══ Texto em excerto
Com esse entendimento, a 1ª Turma do Superior Tribunal de Justiça negou provimento a um recurso especial do Ministério Público do Distrito Federal que buscava responsabilizar advogados públicos por atos ímprobos cometidos através da emissão de pareceres jurídicos.

O caso envolve a realização de um Termo de Acordo de Regime Especial (Tare), instrumento que permite ao Fisco a concessão de um regime especial para que determinadas empresas possam cumprir suas obrigações fiscais.

Segundo o MP-DF, o Tare firmado com a Empresa Martins S.A. foi alterado com a exclusão de uma cláusula graças a pareceres jurídicos emitidos por procuradores do DF e encampado pelos agentes tributários, o que levou ao favorecimento do contribuinte e causou lesão aos cofres públicos.
════
§ Tarefa escrita A: Reproduza os registros aplicando a escala de 2,6. Comece no início dos registros e pare após a linha que contém "15;7;220;147", mantendo todas as linhas. Multiplique por 2,6 apenas as coordenadas das caixas nas respostas, não os números das amostras de formato, e arredonde para inteiros, com meios para cima.
══ Dados do exercício
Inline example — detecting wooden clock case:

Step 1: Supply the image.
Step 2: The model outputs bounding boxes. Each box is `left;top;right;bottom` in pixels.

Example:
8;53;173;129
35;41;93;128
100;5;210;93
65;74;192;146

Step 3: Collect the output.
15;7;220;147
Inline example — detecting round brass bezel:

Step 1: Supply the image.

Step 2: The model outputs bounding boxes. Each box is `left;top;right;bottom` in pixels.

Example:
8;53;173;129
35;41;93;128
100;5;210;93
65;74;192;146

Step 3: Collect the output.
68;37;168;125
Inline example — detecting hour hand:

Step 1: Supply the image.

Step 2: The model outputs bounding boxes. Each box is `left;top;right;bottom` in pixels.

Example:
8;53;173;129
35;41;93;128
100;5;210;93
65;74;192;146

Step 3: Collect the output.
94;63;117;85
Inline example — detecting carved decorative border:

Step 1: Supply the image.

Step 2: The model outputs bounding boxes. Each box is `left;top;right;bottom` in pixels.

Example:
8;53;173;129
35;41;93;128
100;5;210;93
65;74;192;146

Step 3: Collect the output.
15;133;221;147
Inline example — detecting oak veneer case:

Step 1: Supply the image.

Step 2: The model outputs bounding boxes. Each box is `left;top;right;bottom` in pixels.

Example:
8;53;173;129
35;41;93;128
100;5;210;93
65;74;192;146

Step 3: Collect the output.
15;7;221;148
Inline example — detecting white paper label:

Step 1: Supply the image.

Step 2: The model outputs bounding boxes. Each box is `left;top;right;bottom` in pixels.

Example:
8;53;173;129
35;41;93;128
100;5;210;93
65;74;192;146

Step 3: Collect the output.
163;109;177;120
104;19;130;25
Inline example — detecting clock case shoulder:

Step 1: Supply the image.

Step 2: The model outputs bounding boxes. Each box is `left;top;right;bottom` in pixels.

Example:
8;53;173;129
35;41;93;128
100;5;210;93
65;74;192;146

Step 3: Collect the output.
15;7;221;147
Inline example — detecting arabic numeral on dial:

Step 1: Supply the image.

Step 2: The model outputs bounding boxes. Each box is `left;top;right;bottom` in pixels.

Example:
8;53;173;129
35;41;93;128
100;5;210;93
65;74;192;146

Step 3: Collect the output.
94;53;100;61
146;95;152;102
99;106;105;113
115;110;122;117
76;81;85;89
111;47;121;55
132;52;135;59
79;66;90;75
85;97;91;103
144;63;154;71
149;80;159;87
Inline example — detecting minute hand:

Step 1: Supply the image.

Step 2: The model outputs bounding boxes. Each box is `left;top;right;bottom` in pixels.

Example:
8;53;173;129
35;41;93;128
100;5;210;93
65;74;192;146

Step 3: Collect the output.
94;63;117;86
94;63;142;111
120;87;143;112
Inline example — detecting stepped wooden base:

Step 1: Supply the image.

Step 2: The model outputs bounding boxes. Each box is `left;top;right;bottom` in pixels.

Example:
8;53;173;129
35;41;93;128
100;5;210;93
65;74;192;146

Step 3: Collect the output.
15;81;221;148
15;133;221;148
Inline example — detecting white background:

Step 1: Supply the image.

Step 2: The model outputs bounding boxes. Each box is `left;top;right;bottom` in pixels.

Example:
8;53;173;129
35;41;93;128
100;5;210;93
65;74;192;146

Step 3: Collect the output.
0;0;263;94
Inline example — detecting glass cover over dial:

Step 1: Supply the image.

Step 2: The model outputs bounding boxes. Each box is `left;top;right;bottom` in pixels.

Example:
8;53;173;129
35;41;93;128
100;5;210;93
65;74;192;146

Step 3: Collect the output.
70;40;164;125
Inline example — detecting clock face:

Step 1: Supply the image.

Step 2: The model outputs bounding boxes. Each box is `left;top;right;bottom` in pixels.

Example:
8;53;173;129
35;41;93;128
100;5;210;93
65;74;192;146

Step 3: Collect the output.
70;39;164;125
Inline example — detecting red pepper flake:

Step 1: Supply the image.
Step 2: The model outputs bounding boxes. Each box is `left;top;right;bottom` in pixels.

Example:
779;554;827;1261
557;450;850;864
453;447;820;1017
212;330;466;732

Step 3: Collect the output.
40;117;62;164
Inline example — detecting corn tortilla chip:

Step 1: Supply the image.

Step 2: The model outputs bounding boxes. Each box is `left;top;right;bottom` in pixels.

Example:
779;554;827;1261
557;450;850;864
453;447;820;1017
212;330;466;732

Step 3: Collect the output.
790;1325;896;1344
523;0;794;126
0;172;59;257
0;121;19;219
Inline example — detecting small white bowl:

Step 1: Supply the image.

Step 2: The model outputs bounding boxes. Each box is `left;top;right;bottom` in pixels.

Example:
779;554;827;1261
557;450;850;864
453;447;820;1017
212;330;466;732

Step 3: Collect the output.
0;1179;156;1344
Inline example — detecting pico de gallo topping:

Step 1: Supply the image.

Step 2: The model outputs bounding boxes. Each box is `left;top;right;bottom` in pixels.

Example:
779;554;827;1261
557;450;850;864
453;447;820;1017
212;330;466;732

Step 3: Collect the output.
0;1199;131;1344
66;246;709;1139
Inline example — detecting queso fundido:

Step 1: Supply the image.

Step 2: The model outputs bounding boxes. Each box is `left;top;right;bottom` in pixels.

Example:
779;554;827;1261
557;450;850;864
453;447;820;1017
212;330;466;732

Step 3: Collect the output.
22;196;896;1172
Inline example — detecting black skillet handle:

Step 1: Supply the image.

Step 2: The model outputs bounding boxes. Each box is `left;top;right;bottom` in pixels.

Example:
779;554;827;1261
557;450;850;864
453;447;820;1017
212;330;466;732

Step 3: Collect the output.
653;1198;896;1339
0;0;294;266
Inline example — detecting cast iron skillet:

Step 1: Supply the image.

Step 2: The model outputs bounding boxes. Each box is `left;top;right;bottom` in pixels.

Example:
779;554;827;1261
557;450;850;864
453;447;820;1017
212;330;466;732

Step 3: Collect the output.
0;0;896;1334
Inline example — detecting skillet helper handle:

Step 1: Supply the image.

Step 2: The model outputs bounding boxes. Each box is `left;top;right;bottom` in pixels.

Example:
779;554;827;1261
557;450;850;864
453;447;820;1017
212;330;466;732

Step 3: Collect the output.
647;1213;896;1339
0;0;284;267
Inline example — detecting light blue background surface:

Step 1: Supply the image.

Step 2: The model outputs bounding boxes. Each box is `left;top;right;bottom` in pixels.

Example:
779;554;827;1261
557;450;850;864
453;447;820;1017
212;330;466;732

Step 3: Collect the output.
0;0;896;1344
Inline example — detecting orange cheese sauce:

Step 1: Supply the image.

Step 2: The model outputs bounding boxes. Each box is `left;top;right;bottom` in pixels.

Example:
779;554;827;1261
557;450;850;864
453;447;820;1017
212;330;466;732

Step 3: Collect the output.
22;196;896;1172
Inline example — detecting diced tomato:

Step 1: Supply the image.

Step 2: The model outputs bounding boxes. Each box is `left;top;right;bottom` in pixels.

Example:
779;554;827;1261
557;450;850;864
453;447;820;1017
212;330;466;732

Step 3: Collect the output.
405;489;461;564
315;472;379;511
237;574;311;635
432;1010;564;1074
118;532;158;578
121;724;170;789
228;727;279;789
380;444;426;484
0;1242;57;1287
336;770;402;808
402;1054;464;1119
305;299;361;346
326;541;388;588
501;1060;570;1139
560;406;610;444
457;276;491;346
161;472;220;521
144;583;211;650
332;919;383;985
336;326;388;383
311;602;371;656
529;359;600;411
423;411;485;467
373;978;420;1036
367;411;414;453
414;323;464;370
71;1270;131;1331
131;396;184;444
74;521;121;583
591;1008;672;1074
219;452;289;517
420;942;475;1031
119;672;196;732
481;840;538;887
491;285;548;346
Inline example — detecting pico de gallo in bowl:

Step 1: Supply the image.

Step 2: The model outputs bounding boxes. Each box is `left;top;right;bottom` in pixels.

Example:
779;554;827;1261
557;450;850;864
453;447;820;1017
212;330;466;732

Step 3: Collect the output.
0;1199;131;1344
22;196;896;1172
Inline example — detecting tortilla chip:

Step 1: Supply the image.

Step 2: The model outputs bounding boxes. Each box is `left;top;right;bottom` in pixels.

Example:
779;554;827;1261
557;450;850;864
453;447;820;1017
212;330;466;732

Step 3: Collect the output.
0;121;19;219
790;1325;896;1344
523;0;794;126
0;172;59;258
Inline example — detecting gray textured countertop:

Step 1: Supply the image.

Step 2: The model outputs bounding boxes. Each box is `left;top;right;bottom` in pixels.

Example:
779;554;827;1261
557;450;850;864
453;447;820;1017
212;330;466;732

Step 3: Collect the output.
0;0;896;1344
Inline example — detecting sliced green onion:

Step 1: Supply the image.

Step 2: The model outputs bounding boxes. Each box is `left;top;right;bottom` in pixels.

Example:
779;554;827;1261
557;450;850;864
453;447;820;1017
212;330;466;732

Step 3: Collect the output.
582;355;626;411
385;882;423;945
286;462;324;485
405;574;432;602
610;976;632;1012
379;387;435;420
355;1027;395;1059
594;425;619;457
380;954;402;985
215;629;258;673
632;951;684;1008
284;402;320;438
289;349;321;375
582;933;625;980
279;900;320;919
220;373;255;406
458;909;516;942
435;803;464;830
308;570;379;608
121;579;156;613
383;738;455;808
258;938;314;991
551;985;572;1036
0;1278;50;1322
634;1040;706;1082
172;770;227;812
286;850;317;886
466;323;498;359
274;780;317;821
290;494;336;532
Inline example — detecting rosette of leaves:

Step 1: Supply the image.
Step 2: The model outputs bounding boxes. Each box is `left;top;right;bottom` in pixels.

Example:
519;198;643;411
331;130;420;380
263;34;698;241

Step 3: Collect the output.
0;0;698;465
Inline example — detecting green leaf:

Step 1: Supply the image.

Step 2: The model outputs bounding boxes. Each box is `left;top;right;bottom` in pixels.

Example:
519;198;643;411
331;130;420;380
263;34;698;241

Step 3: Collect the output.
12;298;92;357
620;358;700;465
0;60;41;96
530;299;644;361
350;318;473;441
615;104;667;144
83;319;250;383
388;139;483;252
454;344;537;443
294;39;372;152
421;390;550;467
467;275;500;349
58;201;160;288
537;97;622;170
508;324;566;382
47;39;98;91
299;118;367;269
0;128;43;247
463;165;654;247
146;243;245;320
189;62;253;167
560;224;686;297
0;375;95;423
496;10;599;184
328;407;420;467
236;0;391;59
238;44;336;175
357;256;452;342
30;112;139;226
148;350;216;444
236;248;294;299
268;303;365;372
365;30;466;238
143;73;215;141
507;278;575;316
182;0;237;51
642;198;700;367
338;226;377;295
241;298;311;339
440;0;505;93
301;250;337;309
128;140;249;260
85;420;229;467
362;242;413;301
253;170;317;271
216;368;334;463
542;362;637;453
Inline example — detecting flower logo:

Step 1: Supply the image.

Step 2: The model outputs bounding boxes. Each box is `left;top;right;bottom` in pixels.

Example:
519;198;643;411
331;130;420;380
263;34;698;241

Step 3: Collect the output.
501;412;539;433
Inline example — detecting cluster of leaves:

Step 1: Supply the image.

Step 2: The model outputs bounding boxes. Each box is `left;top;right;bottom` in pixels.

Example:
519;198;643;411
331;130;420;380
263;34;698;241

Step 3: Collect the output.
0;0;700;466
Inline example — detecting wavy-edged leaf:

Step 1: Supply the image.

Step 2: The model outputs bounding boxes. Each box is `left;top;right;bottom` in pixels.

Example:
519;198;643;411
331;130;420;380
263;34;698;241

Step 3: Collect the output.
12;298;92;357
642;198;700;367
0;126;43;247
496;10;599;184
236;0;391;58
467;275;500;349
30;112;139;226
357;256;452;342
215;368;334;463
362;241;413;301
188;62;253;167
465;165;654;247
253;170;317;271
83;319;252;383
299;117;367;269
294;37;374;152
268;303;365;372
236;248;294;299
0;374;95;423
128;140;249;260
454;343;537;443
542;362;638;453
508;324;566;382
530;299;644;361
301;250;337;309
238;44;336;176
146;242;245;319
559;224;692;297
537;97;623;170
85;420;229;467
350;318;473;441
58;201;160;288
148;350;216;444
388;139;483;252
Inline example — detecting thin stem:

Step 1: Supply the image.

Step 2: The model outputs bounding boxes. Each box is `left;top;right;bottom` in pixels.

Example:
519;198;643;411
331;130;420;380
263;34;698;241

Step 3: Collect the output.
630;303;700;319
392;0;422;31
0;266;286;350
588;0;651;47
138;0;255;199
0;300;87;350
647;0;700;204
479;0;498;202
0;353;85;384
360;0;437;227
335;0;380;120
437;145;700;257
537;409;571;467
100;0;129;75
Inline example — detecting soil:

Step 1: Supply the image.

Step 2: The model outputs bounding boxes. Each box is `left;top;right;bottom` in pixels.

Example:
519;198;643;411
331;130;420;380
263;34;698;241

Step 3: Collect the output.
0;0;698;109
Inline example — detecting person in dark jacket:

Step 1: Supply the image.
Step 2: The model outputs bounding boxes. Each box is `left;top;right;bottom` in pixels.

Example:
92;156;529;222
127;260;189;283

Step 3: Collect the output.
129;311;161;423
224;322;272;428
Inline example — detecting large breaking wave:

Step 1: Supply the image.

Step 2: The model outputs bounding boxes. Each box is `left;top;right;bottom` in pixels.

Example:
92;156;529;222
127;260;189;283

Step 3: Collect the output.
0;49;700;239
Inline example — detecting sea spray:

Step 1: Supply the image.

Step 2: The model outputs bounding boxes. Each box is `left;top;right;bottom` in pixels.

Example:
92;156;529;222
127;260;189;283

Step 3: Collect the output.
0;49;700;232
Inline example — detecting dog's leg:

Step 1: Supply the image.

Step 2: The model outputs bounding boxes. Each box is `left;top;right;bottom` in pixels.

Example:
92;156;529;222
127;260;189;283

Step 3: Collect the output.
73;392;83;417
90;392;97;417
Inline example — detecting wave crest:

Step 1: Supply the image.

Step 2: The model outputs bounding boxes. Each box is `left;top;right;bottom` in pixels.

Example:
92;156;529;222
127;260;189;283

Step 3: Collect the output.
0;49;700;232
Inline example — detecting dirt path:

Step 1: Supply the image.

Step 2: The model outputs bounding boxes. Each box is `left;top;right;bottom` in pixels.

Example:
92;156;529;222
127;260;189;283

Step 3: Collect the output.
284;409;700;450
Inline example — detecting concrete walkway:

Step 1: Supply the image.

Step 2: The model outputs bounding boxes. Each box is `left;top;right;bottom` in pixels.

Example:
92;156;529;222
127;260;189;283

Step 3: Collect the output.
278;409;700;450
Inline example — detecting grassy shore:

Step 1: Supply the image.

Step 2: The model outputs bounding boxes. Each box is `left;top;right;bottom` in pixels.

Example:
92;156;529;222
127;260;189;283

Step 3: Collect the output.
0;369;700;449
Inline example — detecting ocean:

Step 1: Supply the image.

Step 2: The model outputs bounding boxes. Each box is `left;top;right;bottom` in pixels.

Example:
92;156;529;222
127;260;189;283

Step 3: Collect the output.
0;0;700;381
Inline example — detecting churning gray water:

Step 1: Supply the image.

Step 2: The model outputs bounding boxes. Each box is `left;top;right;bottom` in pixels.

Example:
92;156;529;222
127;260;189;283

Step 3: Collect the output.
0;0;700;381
════
§ Tarefa escrita B: Transcreva palavra por palavra o trecho do texto sobre a decisão do STJ, começando nas palavras "Com esse entendimento, a" e parando após "de pareceres jurídicos.".

§ Resposta do exercício A:
Inline example — detecting wooden clock case:

Step 1: Supply the image.
Step 2: The model outputs bounding boxes. Each box is `left;top;right;bottom` in pixels.

Example:
8;53;173;129
35;41;93;128
100;5;210;93
65;74;192;146

Step 3: Collect the output.
39;18;572;382

§ Resposta do exercício B:
Com esse entendimento, a 1ª Turma do Superior Tribunal de Justiça negou provimento a um recurso especial do Ministério Público do Distrito Federal que buscava responsabilizar advogados públicos por atos ímprobos cometidos através da emissão de pareceres jurídicos.